***** Extracted material
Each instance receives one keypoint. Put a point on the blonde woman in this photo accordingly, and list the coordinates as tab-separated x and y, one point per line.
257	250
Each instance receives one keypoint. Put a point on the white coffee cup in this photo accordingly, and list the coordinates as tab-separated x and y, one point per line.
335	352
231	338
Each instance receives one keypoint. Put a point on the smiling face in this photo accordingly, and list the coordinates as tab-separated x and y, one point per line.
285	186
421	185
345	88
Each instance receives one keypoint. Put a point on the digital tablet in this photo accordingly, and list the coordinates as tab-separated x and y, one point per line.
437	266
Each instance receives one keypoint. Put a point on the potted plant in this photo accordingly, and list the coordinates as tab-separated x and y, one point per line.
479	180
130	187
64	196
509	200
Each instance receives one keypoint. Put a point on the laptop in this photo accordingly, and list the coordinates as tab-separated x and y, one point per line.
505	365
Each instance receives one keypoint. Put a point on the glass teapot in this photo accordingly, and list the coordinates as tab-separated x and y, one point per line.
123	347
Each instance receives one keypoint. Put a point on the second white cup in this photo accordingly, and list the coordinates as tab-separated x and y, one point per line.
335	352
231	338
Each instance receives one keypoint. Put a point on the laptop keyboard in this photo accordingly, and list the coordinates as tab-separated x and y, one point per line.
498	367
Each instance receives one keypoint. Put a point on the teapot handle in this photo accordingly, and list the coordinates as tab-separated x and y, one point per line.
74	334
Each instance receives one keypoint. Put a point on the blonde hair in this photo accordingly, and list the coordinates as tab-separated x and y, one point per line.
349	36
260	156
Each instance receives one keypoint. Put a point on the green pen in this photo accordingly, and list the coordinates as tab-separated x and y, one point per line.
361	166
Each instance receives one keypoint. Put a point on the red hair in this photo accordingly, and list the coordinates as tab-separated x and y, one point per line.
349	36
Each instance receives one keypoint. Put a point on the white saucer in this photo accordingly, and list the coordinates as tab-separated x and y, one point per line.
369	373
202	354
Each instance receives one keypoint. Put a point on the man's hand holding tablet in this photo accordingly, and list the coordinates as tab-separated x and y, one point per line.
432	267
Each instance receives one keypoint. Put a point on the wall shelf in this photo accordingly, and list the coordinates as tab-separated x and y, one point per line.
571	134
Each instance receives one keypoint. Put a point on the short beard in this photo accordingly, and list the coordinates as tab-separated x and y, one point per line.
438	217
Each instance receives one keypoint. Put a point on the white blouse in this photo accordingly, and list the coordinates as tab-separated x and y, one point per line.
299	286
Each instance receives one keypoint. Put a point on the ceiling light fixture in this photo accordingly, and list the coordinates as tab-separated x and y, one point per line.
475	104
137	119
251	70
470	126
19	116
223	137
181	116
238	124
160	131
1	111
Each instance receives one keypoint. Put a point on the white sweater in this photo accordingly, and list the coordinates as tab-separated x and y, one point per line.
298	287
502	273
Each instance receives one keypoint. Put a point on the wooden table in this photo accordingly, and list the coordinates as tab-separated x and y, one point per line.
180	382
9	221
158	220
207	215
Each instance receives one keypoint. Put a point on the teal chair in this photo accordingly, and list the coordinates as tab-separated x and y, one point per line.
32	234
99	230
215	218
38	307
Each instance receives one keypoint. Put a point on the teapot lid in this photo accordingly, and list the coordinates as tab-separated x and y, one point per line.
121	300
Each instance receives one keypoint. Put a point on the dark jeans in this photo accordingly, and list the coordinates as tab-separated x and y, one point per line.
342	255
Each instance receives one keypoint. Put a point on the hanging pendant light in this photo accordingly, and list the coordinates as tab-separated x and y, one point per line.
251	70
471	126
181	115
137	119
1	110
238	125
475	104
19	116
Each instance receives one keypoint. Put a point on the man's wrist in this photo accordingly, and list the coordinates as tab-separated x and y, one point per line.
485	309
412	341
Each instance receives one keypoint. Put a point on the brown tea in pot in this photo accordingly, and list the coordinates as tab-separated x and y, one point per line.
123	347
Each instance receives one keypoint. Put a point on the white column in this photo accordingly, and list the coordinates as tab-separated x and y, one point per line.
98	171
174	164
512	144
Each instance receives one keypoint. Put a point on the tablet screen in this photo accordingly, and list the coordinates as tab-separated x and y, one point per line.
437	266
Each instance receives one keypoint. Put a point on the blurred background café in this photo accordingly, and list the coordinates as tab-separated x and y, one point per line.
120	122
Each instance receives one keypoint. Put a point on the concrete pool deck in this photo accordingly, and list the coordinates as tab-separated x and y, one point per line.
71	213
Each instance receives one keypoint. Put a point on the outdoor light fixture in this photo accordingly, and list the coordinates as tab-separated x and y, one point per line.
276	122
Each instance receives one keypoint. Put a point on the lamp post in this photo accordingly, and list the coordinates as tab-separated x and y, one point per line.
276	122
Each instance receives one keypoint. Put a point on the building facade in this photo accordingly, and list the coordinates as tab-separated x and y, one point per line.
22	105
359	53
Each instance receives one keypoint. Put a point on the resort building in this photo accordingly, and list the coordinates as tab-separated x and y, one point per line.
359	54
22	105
**********
Required action: Set down the whole listing again, exactly as it was given.

Response for this exercise:
Each instance receives one keypoint. Put a point on the blonde woman in this photo accordingly, and list the coordinates as tab-separated x and y, one point per line.
257	250
Each instance receives one keypoint. Put a point on the white coffee cup in this photo accordingly, and list the coordinates as tab-separated x and y, one point per line.
335	352
231	338
Each instance receives one keypoint. Put a point on the smiling face in this photo accordingly, and list the coordinates as tab-separated x and y, one point per line.
285	186
421	185
345	88
Each instance receives one keypoint. Put a point on the digital tablet in this photo accordingly, and list the coordinates as tab-separated x and y, one point per line.
437	266
Each instance receives one keypoint. Put a point on the potted plant in this photo accordingly, and list the coordinates as tab-separated x and y, one point per line.
479	180
130	187
64	196
509	200
Each instance receives one keypoint. Put a point on the laptop in this photo accordingly, and list the coordinates as tab-separated x and y, one point per line.
505	365
Each instance receives one keypoint. Put a point on the glass teapot in this photo accordingly, and list the coordinates as tab-separated x and y, one point per line.
123	347
Each instance receives one keypoint. Put a point on the second white cup in this photo accordingly, and list the coordinates as tab-separated x and y, one point per line.
335	352
231	338
Each instance receives one keypoint. Put a point on the laptop keyboard in this photo accordingly, and list the coordinates as tab-separated x and y, one point per line.
498	367
Each instance receives one keypoint. Put a point on the teapot handle in this photo accordingly, and list the coordinates as tab-separated x and y, one point per line.
74	334
Each instance receives one keypoint. Put a point on the blonde hair in this photo accordingly, and list the coordinates as tab-separated x and y, one point per line.
349	36
260	156
Each instance receives one keypoint. Put a point on the green pen in this photo accordingly, and list the coordinates as tab-separated x and y, one point per line.
361	166
Each instance receives one keypoint. Put a point on the red hair in this photo accordingly, and list the coordinates as tab-separated x and y, one point per line.
349	36
Each instance receives one keypoint. Put a point on the white saucer in this photo accordingly, and list the coordinates as tab-separated x and y, one point per line.
369	373
202	354
Each instance receives one keypoint. Put a point on the man's hand holding tablet in this photo accordingly, and list the coordinates as tab-separated x and y, one point per line.
432	267
Each instance receives one keypoint. Put a point on the wall shelf in this photo accordingly, and list the coordinates as tab-separated x and y, one point per line.
571	134
Each instance receives one keypoint. Put a point on the short beard in this photo accordingly, and list the coordinates as tab-separated x and y, one point per line.
438	217
Each instance receives one keypoint. Put a point on the white blouse in this photo accordingly, and list the coordinates as tab-separated x and y, one point per line.
299	286
Each instance receives one keypoint. Put a point on the ceiling light fixture in this photo accordingly, and list the coordinates as tab-separated x and y, one point per line.
475	104
137	119
251	70
470	126
19	116
223	137
181	116
238	124
160	131
1	111
Each instance receives one keypoint. Put a point on the white sweater in this photo accordingly, and list the coordinates as tab-separated x and y, one point per line.
298	287
502	273
Each instance receives one keypoint. Put a point on the wooden table in this photo accordingly, and list the coordinates as tab-separated x and y, one point per line.
180	382
9	221
158	220
207	215
Each instance receives one keypoint. Put a point on the teal chair in this photo accordingly, and list the coordinates as tab-separated x and y, one point per line.
32	234
99	230
215	218
38	307
Each instance receives one keypoint. Put a point on the teapot lid in this photo accordingly, and list the coordinates as tab-separated x and y, one point per line.
121	300
Each instance receives one keypoint. Put a point on the dark jeans in this photo accordingly, and list the coordinates as tab-separated x and y, one point per line.
342	255
Each instance receives one keypoint. Put a point on the hanging pendant light in this photo accordingly, and list the coordinates as tab-separated x and y, one point per line.
251	70
471	126
181	115
137	119
1	110
238	125
475	104
19	116
Each instance receives one keypoint. Put a point on the man's wrist in this photo accordingly, and list the coordinates as tab-separated x and y, one point per line.
485	309
412	341
Each instance receives one keypoint. Put a point on the brown tea in pot in this photo accordingly, and list the coordinates as tab-separated x and y, one point per line.
123	347
Each instance receives one keypoint. Put a point on the white column in this photo accordingly, and list the coordinates as tab-separated x and y, one point per line.
98	171
174	164
512	144
Each instance receives one keypoint. Put a point on the tablet screen in this photo accordingly, and list the coordinates as tab-separated x and y, one point per line.
437	266
Each instance receives one keypoint. Put a point on the blurred background café in this photo accordingly, and list the coordinates as tab-separated x and y, one point per line.
120	122
Each instance receives one keypoint. Put a point on the concrete pool deck in this photo accordingly, and list the coordinates as tab-separated x and y, one point per line.
71	213
Each instance receives one keypoint. Put a point on the outdoor light fixture in this photo accordingly, and list the coordinates as tab-separated x and y, one point per line.
276	122
Each instance receives one keypoint. Put a point on the lamp post in this photo accordingly, and list the coordinates as tab-separated x and y, one point per line.
276	122
Each instance receives one keypoint. Put a point on the building facade in this photo accordingly, and list the coordinates as tab-separated x and y, one point per line.
22	105
359	53
Each instance receives one keypoint. Put a point on the resort building in this photo accordingly, and list the coordinates as tab-separated x and y, one point per line.
359	54
22	105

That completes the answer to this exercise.